● Perintah Tugas: Ulangi kata demi kata bagian dari berita tentang penyitaan barang milik Assange, dimulai dengan "Pada Senin (20/5/2019), pihak" dan berlanjut sampai "dalam kegiatan tersebut.".

● Petikan Bacaan:
· · ·

BOGOTA, SELASA - Wikileaks menilai penyitaan barang milik Julian Assange, pendiri situs Wikileaks, dari Kedutaan Ekuador melanggar prinsip dasar pemberian suaka. Selain itu, aksi tersebut melanggar hak pembelaan diri Assange.
Pada Senin (20/5/2019), pihak otoritas peradilan dari Ekuador yang bertindak atas permintaan Kejaksaan Amerika Serikat (AS) membawa keluar inventaris seluruh barang dan peralatan elektronik milik Assange dari Kedutaan Ekuador di London. Assange tidak diundang dalam kegiatan tersebut.
Dalam pernyataan Wikileaks, barang-barang Assange, seperti naskah, catatan medis, dan peralatan elektronik akan diserahkan kepada jaksa penuntut AS. Adapun pihak otoritas mengatakan akan menyerahkan barang-barang yang tidak diberikan kepada penyidik AS dan Ekuador kepada pengacara Assange.
“(Kejadian ini) memalukan,” kata Pemimpin Redaksi Wikileaks, Kristinn Hrafnsson, Selasa (21/5/2019), yang kemudian mengklaim ia tidak memeroleh daftar inventaris lengkap dari peralatan elektronik milik Assange.

· · ·

● Entri Hasil Ekstraksi:
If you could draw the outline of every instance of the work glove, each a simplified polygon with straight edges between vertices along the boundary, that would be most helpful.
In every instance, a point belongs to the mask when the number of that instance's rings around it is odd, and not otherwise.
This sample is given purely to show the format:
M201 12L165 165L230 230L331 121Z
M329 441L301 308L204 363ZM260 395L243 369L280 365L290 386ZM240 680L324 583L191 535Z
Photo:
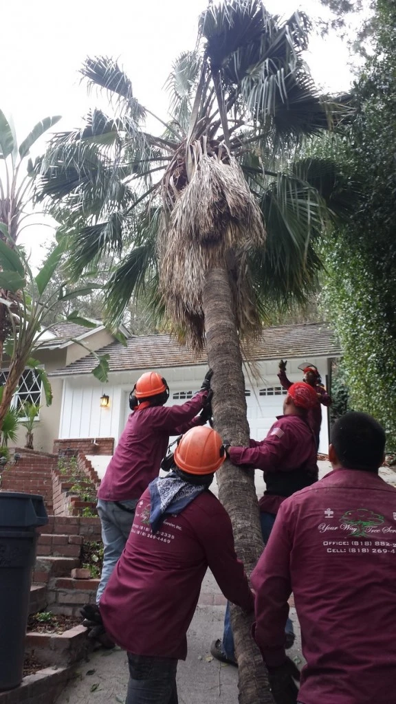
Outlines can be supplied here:
M228 460L229 460L230 454L228 453L228 449L231 446L231 441L228 440L227 438L225 438L223 442L223 445L221 446L224 448L224 452L225 453L225 457L227 458Z
M213 391L211 391L211 389L209 391L209 394L211 394L213 395ZM202 410L199 413L199 417L201 418L201 420L202 421L202 425L204 425L204 423L206 423L209 420L209 423L211 425L211 427L213 428L212 415L213 415L213 411L212 411L211 403L210 401L209 401L209 403L206 401L206 403L205 403L205 406L202 408Z
M213 370L209 369L208 372L205 374L205 378L202 382L202 386L201 386L200 391L209 391L211 388L211 379L213 377Z
M202 401L202 408L207 408L209 406L209 408L211 409L212 398L213 398L213 391L211 389L209 389L206 398L204 398L204 401Z
M267 667L268 681L276 704L297 704L299 670L290 658L278 667Z
M82 625L87 629L88 638L97 641L104 648L114 648L114 643L106 632L99 606L96 604L85 604L80 610L80 612L83 617Z

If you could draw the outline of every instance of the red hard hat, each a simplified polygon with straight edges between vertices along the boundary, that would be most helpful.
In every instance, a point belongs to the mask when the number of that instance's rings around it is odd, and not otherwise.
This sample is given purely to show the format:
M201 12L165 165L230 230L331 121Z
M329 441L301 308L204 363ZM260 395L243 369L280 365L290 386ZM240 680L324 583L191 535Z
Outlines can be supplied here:
M287 394L293 399L295 405L299 408L313 408L318 403L315 389L305 382L292 384L287 389Z
M198 426L183 435L176 449L177 466L190 474L211 474L225 459L223 441L212 428Z
M166 391L166 382L157 372L145 372L137 379L135 386L137 398L148 398Z

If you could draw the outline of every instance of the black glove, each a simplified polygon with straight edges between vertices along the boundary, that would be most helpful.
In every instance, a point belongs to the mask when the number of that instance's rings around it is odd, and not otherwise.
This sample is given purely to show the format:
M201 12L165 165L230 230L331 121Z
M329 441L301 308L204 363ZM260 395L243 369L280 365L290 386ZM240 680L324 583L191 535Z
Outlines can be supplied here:
M202 386L201 386L200 391L209 391L211 388L211 379L213 377L213 370L209 369L209 372L205 374L205 378L202 382Z
M209 406L209 408L211 409L211 415L212 398L213 398L213 391L211 389L209 389L206 398L204 398L204 401L202 401L202 408L207 408Z
M210 391L209 394L213 394L213 391ZM211 403L210 401L209 403L206 402L206 403L205 403L205 406L202 408L202 410L199 413L199 417L202 421L202 425L204 425L204 423L206 423L208 420L209 421L209 423L211 423L212 415L213 413L212 413ZM211 423L211 425L212 425Z
M230 459L230 454L228 453L228 448L231 446L231 441L230 440L228 440L227 438L225 438L224 439L224 441L223 441L223 445L221 446L223 448L224 448L224 452L225 453L225 457L227 458L228 460L229 460Z
M276 704L297 704L299 670L290 658L278 667L268 667L271 691Z

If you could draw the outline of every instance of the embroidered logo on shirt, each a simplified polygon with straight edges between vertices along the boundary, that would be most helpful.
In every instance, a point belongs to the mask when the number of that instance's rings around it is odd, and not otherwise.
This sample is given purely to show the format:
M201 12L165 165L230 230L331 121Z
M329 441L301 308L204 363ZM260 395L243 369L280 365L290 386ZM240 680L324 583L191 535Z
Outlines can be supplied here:
M356 508L354 510L346 511L340 519L343 524L347 524L352 529L354 537L360 536L362 538L369 538L373 528L380 526L385 521L384 517L369 508Z
M285 433L282 430L282 428L274 428L273 430L271 432L271 434L276 435L280 439L280 438L283 436Z

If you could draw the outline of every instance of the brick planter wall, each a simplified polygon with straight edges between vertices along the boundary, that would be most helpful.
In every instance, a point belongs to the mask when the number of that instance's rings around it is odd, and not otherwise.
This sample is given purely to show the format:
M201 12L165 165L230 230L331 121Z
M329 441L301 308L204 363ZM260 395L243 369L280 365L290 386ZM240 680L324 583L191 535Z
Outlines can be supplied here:
M84 455L112 455L114 438L67 438L54 441L54 452L77 450Z
M14 455L21 456L14 463ZM37 450L16 447L11 451L10 461L0 470L1 489L4 491L25 491L44 497L48 513L52 513L51 471L58 457Z
M70 665L86 658L93 643L87 637L87 629L75 626L64 633L28 633L25 653L45 665Z
M72 674L72 667L45 667L24 677L16 689L0 692L0 704L51 704Z

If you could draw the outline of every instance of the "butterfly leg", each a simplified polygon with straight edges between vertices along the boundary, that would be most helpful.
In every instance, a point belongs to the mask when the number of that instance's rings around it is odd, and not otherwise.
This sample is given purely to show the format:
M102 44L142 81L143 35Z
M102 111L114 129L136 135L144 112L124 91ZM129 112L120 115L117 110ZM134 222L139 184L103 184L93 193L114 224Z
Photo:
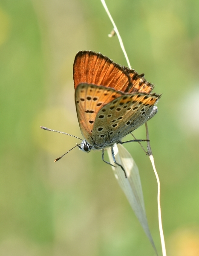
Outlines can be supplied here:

· · ·

● Keluaran yang Benar:
Pada Senin (20/5/2019), pihak otoritas peradilan dari Ekuador yang bertindak atas permintaan Kejaksaan Amerika Serikat (AS) membawa keluar inventaris seluruh barang dan peralatan elektronik milik Assange dari Kedutaan Ekuador di London. Assange tidak diundang dalam kegiatan tersebut.